Dataset items:
• • •

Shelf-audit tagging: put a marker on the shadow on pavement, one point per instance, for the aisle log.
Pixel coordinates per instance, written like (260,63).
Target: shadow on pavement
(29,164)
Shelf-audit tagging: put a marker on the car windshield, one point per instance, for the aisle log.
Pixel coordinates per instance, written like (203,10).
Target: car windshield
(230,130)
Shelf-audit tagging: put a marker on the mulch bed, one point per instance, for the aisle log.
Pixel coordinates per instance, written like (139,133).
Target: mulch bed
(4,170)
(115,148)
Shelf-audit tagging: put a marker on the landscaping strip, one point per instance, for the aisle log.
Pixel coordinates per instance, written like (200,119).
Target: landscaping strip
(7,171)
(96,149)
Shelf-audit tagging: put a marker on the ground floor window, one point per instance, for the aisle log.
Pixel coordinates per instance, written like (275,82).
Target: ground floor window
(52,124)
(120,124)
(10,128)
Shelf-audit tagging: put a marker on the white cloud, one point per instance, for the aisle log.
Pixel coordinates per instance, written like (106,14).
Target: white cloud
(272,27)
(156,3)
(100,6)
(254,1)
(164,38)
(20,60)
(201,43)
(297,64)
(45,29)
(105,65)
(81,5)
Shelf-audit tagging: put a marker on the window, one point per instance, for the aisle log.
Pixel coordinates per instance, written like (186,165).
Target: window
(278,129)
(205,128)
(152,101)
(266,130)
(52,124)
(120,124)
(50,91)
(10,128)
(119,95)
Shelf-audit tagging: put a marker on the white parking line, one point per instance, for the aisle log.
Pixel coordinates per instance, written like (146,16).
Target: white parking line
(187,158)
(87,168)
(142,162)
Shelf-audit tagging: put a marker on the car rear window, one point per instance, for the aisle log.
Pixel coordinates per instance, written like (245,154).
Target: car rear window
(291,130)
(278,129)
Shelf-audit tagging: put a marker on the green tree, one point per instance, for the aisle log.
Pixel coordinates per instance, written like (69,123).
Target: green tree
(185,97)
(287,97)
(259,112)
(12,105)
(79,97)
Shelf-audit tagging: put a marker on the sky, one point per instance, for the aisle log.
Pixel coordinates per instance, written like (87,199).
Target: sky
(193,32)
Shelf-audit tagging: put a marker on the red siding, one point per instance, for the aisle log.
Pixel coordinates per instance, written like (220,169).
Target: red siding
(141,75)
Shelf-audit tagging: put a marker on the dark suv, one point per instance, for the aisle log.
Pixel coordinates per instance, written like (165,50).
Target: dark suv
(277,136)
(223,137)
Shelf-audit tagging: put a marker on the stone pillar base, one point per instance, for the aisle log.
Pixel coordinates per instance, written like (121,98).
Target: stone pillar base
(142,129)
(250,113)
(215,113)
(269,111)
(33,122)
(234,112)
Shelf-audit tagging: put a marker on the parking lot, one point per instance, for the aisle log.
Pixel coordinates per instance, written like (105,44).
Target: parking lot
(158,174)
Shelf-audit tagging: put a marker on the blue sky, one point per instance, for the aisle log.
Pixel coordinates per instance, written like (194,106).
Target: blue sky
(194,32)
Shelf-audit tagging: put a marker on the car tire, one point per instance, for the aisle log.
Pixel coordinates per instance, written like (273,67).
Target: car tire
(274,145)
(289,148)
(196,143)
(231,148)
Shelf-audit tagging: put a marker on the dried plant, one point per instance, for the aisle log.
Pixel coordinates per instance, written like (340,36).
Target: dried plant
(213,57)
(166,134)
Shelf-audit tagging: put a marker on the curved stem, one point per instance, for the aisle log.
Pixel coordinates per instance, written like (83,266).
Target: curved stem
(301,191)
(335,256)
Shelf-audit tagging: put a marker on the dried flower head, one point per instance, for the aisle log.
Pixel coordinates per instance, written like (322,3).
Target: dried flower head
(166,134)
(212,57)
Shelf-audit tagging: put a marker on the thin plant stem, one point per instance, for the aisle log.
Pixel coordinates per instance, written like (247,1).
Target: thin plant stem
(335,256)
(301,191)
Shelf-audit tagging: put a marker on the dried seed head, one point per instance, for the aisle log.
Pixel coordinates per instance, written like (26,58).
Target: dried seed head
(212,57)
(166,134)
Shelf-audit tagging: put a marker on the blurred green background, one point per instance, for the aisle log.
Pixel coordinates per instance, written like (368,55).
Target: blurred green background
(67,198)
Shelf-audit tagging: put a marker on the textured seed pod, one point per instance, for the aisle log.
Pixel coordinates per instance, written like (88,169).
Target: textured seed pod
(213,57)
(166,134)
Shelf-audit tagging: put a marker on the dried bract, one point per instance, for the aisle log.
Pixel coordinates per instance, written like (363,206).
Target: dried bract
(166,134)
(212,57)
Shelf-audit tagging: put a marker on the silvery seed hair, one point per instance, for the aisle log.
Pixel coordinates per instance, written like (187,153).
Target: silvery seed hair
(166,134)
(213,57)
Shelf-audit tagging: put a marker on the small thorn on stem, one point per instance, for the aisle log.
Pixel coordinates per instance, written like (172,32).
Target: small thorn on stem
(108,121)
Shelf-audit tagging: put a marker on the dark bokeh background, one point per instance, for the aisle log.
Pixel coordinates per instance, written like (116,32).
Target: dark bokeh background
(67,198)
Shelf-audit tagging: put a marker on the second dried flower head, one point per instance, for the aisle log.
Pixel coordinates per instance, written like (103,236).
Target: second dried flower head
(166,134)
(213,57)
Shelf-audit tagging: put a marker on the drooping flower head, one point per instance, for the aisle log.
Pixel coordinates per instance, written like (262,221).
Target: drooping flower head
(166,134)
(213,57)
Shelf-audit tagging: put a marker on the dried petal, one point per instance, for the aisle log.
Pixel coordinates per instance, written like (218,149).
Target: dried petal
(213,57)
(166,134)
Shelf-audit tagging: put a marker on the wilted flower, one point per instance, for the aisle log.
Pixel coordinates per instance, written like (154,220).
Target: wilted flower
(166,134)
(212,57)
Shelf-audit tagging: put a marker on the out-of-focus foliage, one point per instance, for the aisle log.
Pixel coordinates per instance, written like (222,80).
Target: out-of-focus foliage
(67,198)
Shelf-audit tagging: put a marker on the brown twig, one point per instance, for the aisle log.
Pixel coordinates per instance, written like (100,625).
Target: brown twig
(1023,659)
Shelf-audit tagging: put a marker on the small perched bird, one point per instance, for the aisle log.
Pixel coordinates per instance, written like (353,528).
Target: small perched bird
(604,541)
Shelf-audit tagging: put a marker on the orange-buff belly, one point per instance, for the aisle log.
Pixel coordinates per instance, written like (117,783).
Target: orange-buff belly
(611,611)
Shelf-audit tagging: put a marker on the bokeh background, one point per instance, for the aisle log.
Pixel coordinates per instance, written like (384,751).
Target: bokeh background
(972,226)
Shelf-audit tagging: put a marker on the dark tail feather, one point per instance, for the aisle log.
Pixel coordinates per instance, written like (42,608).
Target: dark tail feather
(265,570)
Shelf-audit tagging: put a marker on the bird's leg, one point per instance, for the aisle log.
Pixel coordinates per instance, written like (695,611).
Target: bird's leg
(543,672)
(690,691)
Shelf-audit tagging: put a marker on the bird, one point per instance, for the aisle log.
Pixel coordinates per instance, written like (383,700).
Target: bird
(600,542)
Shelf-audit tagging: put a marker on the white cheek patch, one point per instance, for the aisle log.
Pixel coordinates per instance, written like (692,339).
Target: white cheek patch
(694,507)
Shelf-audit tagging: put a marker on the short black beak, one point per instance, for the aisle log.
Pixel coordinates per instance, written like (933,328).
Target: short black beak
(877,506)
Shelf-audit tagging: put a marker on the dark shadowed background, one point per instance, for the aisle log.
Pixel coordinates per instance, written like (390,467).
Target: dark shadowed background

• • •

Work required:
Quote all of the entries exactly as they appear.

Task solution:
Shelf-audit tagging: put a marker on the shadow on pavement, one point per instance, for the aisle log.
Pixel coordinates per instance, written like (260,63).
Target: shadow on pavement
(29,164)
Shelf-audit tagging: put a marker on the car windshield, one point per instance, for the aisle log.
Pixel coordinates per instance, written like (203,10).
Target: car windshield
(230,130)
Shelf-audit tagging: put a marker on the mulch bed, one point per instance, for the aisle log.
Pixel coordinates per instance, written like (139,133).
Target: mulch bed
(4,170)
(115,148)
Shelf-audit tagging: put a marker on the landscaping strip, one point per instance, for the aisle log.
Pixel coordinates per instance, written like (200,119).
Target: landscaping strip
(7,171)
(96,149)
Shelf-audit tagging: put a marker on the ground floor window, one point per instance, for the aisle log.
Pixel coordinates per instance, written like (275,82).
Target: ground floor window
(52,124)
(120,124)
(10,128)
Shelf-audit tagging: put a marker on the white cloud, one point per instance, for the aisle log.
Pixel coordinates per instance, written like (106,14).
Target: white cloud
(272,27)
(156,3)
(100,6)
(254,1)
(164,38)
(20,60)
(201,43)
(297,64)
(45,29)
(105,65)
(81,5)
Shelf-audit tagging: put a marker on the window, one point per instance, for the aisle log.
Pixel coordinates per instance, written like (186,165).
Target: window
(278,129)
(205,128)
(152,101)
(266,130)
(52,124)
(120,124)
(50,91)
(10,128)
(119,95)
Shelf-audit tagging: put a marker on the white parking line, one point per instance, for the aisle log.
Pixel coordinates per instance, written like (146,16).
Target: white parking line
(187,158)
(87,168)
(142,162)
Shelf-audit tagging: put a marker on the car rear window, one point per instance, for the aisle log.
Pixel coordinates per instance, written like (245,154).
Target: car rear window
(291,130)
(278,129)
Shelf-audit tagging: put a marker on the green tree, one point per instance, for the aisle log.
Pixel coordinates per instance, written like (69,123).
Target: green tree
(185,97)
(287,97)
(259,112)
(12,105)
(79,97)
Shelf-audit tagging: put a marker on the sky, one point per instance, for the aisle log.
Pixel coordinates per instance, written like (87,199).
Target: sky
(193,32)
Shelf-audit tagging: put a marker on the red siding, one point per instance, for the aisle log.
Pixel coordinates per instance, written like (220,169).
Target: red siding
(141,75)
Shelf-audit tagging: put a marker on the dark suv, one point per instance, for the aisle log.
Pixel coordinates per instance, written like (165,50).
Target: dark suv
(277,136)
(223,137)
Shelf-audit tagging: put a marker on the stone pillar base, one point per instance, for the aisle log.
Pixel coordinates per instance, written like (121,98).
Target: stone pillar base
(142,129)
(250,113)
(215,113)
(269,111)
(33,122)
(234,112)
Shelf-audit tagging: put a marker on the parking lot, one point per instance, for the aisle log.
Pixel coordinates per instance, written like (105,44).
Target: parking lot
(158,174)
Shelf-audit tagging: put a marker on the blue sky, one point per instance, for the aisle log.
Pixel coordinates per instance, written like (194,106).
Target: blue sky
(194,32)
Shelf-audit tagging: put a marker on the car tire, one point per instance, for the aisle log.
Pixel coordinates per instance, written like (273,67).
Target: car tire
(274,145)
(289,148)
(196,143)
(231,148)
Shelf-audit tagging: put a marker on the dried plant, one point per instance, for the aisle log.
Pixel coordinates per instance, written like (340,36).
Target: dried plant
(213,57)
(166,134)
Shelf-audit tagging: put a marker on the curved stem, one point per instance, for the aisle log.
Pixel coordinates per instance, written like (83,266).
Target: curved stem
(301,191)
(335,256)
Shelf-audit tagging: put a marker on the dried flower head, one point per instance, for the aisle log.
Pixel coordinates per instance, written like (322,3).
Target: dried flower head
(166,134)
(212,57)
Shelf-audit tagging: put a marker on the thin plant stem, one point per instance, for the aisle log.
Pixel coordinates per instance, written like (247,1).
Target: thin plant stem
(335,256)
(301,191)
Shelf-audit tagging: put a marker on the dried seed head, one point per instance, for the aisle log.
Pixel coordinates per instance, written like (26,58).
Target: dried seed head
(212,57)
(166,134)
Shelf-audit tagging: put a marker on the blurred green background, one point per instance, for the aisle log.
Pixel coordinates per instance, written like (368,55).
Target: blurred green background
(67,198)
Shelf-audit tagging: put a marker on the textured seed pod, one point per instance, for the aisle log.
Pixel coordinates per instance, written like (88,169).
Target: textured seed pod
(213,57)
(166,134)
Shelf-audit tagging: put a marker on the dried bract, one point per instance, for the aisle log.
Pixel coordinates per instance, written like (363,206).
Target: dried bract
(166,134)
(212,57)
Shelf-audit tagging: put a marker on the silvery seed hair, one point per instance, for the aisle log.
Pixel coordinates per instance, written like (187,153).
Target: silvery seed hair
(166,134)
(213,57)
Shelf-audit tagging: put a marker on the small thorn on stem, one point per instance, for the aisle log.
Pixel coordinates per instance, written like (172,32).
Target: small thorn on stem
(108,121)
Shelf-audit tagging: put a marker on the dark bokeh background, one point per instance, for the aisle log.
Pixel coordinates per instance, written like (116,32).
Target: dark bokeh background
(67,198)
Shelf-audit tagging: put a marker on the second dried flower head, one point per instance, for the aisle log.
Pixel coordinates per instance, written like (103,236).
Target: second dried flower head
(166,134)
(213,57)
Shelf-audit tagging: put a marker on the drooping flower head, one point per instance, for the aisle log.
Pixel coordinates per instance, written like (262,221).
Target: drooping flower head
(166,134)
(213,57)
Shelf-audit tagging: put a marker on the dried petal, one point per instance, for the aisle log.
Pixel coordinates per instance, written like (218,149).
Target: dried petal
(213,57)
(166,134)
Shelf-audit tagging: put a marker on the wilted flower, one point per instance, for the aisle log.
Pixel coordinates per instance, written like (154,220).
Target: wilted flower
(166,134)
(212,57)
Shelf-audit tagging: put a marker on the out-of-focus foliage, one point per instance, for the aisle log.
Pixel coordinates per instance, written like (222,80).
Target: out-of-focus foliage
(67,198)
Shelf-audit tagging: put a marker on the brown twig, one point per instance, for the aisle log.
Pixel coordinates per instance, written like (100,625).
Target: brown twig
(1023,659)
Shelf-audit tagging: put a marker on the small perched bird, one point per instance, for the aisle log.
Pixel coordinates per instance, written like (353,528).
Target: small perched bird
(604,541)
Shelf-audit tagging: put a marker on the orange-buff belly, one point per instance, for the aisle log.
Pixel coordinates per instance, written like (117,783).
Target: orange-buff belly
(611,611)
Shelf-audit tagging: put a marker on the bokeh background, one point per instance, for the aisle log.
Pixel coordinates per instance, written like (384,751).
Target: bokeh background
(972,226)
Shelf-audit tagging: put a marker on the dark tail feather, one point per instance, for the aisle log.
Pixel coordinates per instance, written like (42,608).
Target: dark tail feather
(265,570)
Shelf-audit tagging: put a marker on the bird's leg, one point per instance, for the aisle log.
Pixel coordinates per instance, written like (695,611).
Target: bird's leg
(543,672)
(690,691)
Shelf-audit tagging: put a marker on the bird, one point per instance, for the aisle log.
Pixel coordinates per instance, written like (383,700).
Target: bird
(600,542)
Shelf-audit tagging: put a marker on the white cheek patch, one point per instance, for the aisle log.
Pixel coordinates per instance, written like (692,339).
Target: white cheek patch
(694,507)
Shelf-audit tagging: put a marker on the short black beak, one point per instance, for the aisle log.
Pixel coordinates per instance, written like (933,328).
Target: short black beak
(877,506)
Shelf-audit tagging: put a marker on the dark shadowed background, one point per instance, for the aisle log.
Pixel coordinates per instance, written like (390,467).
Target: dark shadowed background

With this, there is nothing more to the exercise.